§ **Passage to read**
>> begin

UAV-BS coverage network model.

Air-to-ground channel model

The air-to-ground channel model is introduced for the communication between the UAV-BS and the ground users. Unlike the ground base station, the radio signal sent by the UAV-BS in the air-to-ground channel model communicates with the user through two paths: one is line-of-sight (LoS) communication or approximate LoS communication, in which the signal reaches the user directly; the other is non-line-of-sight (NLoS) communication, in which the signal is strongly reflected or diffracted and then reaches the user. This article uses the channel model which has been commonly used in Mozaffari et al.⁸ The two propagation paths have corresponding propagation probabilities P(LoS) and P(NLoS), respectively

P (LoS) = \frac{1}{1 + α \exp (- β (\frac{180}{π} θ - α))}

(1)

P (NLoS) = 1 - P (LoS)

(2)

where α and β are constant depending on the environment (rural, urban, dense city, etc.), and $θ$ is the elevation angle of the user to the UAV-BS. Equivalent $θ = \arctan (h / r)$ , where h is the height of the UAV-BS and r is the distance from the projection point of the UAV in the ground to the user.

The radio signals from the UAV-BS propagate in free space until they reach the ground users. In the urban environment, the buildings and other artificial buildings cause shadows and scattering, which bring additional losses to the air-to-ground link. The path loss is generally caused by free space path loss and additional loss caused by reflections such as buildings. When LoS transmission and NLoS transmission occur, the average path loss is $P L_{LoS} and P L_{NLoS}$ , respectively

P L_{LoS} = 20 \log (\frac{4 π f_{c} d}{c}) + η_{LoS}

(3)

>> end

§ **Data rows**

>> begin

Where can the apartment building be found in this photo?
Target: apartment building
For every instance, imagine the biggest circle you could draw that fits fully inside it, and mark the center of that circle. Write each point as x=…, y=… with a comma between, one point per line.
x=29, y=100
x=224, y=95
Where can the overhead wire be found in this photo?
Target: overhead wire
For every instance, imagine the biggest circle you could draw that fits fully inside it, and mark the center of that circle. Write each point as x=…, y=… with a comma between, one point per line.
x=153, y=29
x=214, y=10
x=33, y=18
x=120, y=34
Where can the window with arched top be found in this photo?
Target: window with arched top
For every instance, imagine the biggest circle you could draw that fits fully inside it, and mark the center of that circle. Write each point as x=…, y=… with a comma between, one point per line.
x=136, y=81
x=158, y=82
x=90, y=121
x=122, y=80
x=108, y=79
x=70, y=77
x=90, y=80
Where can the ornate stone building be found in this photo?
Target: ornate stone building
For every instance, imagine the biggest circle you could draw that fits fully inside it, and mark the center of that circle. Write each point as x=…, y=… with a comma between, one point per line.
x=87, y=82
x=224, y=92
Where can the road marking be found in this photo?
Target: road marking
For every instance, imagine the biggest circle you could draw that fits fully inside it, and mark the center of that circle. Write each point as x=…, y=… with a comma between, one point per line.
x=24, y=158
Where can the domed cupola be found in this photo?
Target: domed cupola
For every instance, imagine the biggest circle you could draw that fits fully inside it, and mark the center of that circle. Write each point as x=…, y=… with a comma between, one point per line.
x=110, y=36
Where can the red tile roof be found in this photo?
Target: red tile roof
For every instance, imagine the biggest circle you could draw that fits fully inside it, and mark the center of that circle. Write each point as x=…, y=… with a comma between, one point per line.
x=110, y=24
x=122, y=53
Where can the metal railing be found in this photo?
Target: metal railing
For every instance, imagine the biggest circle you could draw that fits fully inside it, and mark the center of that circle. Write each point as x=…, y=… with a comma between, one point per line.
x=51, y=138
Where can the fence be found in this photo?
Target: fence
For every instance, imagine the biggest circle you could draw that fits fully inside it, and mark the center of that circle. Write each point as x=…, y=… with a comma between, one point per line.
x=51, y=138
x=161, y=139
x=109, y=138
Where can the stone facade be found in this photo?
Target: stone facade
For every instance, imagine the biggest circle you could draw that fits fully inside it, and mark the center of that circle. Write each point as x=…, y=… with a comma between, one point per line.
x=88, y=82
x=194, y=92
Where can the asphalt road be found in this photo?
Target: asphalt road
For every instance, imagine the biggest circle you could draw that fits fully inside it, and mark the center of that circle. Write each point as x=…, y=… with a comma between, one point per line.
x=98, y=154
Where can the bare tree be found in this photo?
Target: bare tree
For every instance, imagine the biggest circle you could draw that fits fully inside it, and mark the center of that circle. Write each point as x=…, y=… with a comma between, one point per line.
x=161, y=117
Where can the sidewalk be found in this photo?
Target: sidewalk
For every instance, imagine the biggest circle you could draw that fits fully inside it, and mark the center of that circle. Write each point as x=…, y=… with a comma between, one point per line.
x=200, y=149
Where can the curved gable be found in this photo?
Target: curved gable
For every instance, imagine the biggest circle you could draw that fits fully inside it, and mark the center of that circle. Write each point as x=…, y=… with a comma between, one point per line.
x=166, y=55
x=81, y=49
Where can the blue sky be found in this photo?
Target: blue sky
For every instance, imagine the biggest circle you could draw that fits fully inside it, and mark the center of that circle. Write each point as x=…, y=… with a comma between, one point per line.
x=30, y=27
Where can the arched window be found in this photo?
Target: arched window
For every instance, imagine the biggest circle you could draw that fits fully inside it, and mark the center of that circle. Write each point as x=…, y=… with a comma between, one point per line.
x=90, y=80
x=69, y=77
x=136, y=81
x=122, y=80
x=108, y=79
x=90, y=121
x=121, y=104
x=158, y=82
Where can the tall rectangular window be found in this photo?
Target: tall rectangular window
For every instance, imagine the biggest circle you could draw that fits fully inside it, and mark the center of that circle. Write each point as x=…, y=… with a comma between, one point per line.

>> end

§ **Work required**
In the UAV-BS coverage text above, turn the paragraph beginning "The air-to-ground channel model is introduced" into a short list that keeps its main facts.

§ **Output**
- The air-to-ground channel model covers communication between the UAV-BS and ground users.
- Unlike a ground base station, the UAV-BS signal reaches users by two paths:
  - Line-of-sight (LoS) or approximate LoS, where the signal reaches the user directly.
  - Non-line-of-sight (NLoS), where the signal is strongly reflected or diffracted before reaching the user.
- The article uses the channel model commonly used in Mozaffari et al.
- Each path has its own propagation probability, P(LoS) and P(NLoS).